====== Provided data

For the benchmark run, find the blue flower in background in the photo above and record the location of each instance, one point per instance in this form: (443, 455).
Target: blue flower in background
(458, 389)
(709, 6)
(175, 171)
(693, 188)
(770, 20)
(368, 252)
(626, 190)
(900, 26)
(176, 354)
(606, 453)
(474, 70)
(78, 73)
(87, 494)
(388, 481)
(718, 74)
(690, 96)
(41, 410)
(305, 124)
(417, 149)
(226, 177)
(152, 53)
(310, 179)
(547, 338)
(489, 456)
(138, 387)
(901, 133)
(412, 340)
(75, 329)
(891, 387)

============

■ Required task:
Copy out every row above line for line, keeping each one unchanged.

■ Full solution:
For the benchmark run, find the blue flower in background in the photo above and record the location of each instance, one point per instance in this form: (443, 455).
Target: blue flower in background
(458, 389)
(709, 6)
(175, 171)
(693, 188)
(770, 20)
(368, 252)
(626, 190)
(900, 26)
(176, 354)
(606, 453)
(474, 70)
(78, 73)
(87, 494)
(388, 481)
(718, 74)
(690, 96)
(41, 410)
(305, 124)
(417, 149)
(226, 177)
(152, 53)
(310, 179)
(547, 338)
(489, 456)
(138, 387)
(901, 133)
(412, 340)
(75, 329)
(891, 387)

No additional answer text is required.